━━━━━ Fragmento ━━━━━
El coronavirus ha sido una prueba muy grande para el mundo entero y uno de cuyos mensajes es que no se priorice el interés pecuniario ante las necesidades humanas y que el amor debe ser una arma muy poderosa para impactar la vida y lograr una mejor convivencia.
El Covid-19 ha sido una fuente para que se recurra a teorías y soluciones mágicas sin resultados palpables, pero también una vía para la reflexión sobre la ida de este mundo de mucha gente buena sin tener el derecho a un despido digno y fundamentado en el amor sincero para que esos seres queridos se vayan a la última morada como se merecen hombres y mujeres que vivieron llenos de vida y mucha sensibilidad.
El mundo se proyecta como un gran fantasma, donde los seres humanos han sido sacados o eclipsados de una presencia protagónica y estelar y que han tenido el privilegio de decidirlo prácticamente todo con defectos y virtudes, aciertos y errores, fracasos y éxitos.
La naturaleza se ha dejado sentir a través de otros seres vivos que también son victimas de la aplastante contaminación que ha impactado el planeta, donde se secan los ríos, se contamina todo el medioambiente porque las ansias de acumular grandes fortunas no se detiene y sobresale ante la agonía amenazante de la gente por una enfermedad que llegó de repente y que pretende no perdonar a nadie.
━━━━━ Material proporcionado ━━━━━
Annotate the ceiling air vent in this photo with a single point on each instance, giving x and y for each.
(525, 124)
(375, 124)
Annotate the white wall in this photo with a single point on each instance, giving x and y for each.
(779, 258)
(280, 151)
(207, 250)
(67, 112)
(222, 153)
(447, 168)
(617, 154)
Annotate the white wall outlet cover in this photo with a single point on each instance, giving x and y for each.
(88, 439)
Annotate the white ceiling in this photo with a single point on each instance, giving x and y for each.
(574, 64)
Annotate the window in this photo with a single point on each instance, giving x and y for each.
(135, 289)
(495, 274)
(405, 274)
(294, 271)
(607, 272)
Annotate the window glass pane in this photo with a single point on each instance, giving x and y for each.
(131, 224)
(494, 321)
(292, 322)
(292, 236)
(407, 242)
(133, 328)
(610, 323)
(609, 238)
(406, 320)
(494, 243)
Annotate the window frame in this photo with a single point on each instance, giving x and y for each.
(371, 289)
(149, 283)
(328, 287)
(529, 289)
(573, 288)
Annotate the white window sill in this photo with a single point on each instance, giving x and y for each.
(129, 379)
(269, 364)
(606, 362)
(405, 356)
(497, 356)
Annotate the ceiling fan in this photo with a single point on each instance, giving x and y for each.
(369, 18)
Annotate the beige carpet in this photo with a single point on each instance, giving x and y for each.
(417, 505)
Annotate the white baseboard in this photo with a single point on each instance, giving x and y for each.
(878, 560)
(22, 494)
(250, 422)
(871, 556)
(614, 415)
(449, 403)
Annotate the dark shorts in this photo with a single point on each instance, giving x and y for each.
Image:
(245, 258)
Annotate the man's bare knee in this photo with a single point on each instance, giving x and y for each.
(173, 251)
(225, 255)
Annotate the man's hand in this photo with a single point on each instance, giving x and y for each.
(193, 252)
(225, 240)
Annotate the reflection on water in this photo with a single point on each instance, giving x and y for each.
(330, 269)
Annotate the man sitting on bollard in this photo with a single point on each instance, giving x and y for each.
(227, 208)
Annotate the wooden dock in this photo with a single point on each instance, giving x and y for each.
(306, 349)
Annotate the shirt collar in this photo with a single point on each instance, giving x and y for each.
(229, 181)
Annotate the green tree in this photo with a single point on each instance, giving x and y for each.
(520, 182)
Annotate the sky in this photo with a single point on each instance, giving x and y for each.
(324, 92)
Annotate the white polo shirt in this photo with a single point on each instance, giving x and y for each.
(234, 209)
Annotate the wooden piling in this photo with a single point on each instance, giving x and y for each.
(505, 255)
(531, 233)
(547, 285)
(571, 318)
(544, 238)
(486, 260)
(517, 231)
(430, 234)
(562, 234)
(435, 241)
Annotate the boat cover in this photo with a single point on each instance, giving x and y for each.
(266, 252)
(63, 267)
━━━━━
━━━━━ Material proporcionado ━━━━━
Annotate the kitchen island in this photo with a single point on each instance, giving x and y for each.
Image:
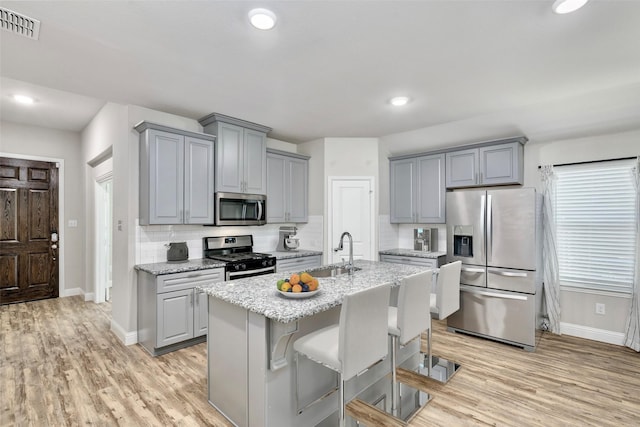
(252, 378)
━━━━━
### [Tarea asignada 1]
Enumera los pares de palabras que, según el fragmento sobre el coronavirus, acompañaron a los seres humanos al decidirlo prácticamente todo.
### [Tarea asignada 2]
Retoma el fragmento sobre el coronavirus y continúalo a partir de su última oración.

### [Espacio de respuesta 1]
Defectos y virtudes, aciertos y errores, fracasos y éxitos.

### [Espacio de respuesta 2]
Es un enemigo que deja claro que su golpe demoledor no discrimina entre malos y buenos y que en consecuencia provoca un dolor y un sufrimiento imparable y de grandes alcances físicos y espirituales que busca dejar un recuerdo imperecedero para la raza humana.
El golpe es definitivamente muy demoledor con resultados catastróficos para los ricos y también para los pobres cuya recuperación se lleva un espacio de tiempo largo y doloroso como si se tratara de un adiestramiento para que prevalezca más el amor y la solidaridad, la reciprocidad y la hermandad entre los hombres y las mujeres, sin importar la localización de los conglomerados humanos.
No se sabe la duración en el tiempo del dolor y el sufrimiento de un monstruo que no tiene rostro, pero que está dotado de una fuerza que resiste todos los embates y que deja una secuela de aislamiento y de daños irrecuperables que prácticamente nadie podrá olvidar.
Pero se puede estar seguro de que vendrá un nuevo y hermoso amanecer que se observará a millones de kilómetros cuadrados y que la felicidad y la alegría serán mucho más inmensas y alcanzantes que los golpes recibidos y que los daños provocados, para cuyo regocijo se debe preparar todo el que haya sufrido el dolor causado por el fantasma que dilata la cicatrización de las grandes heridas provocadas.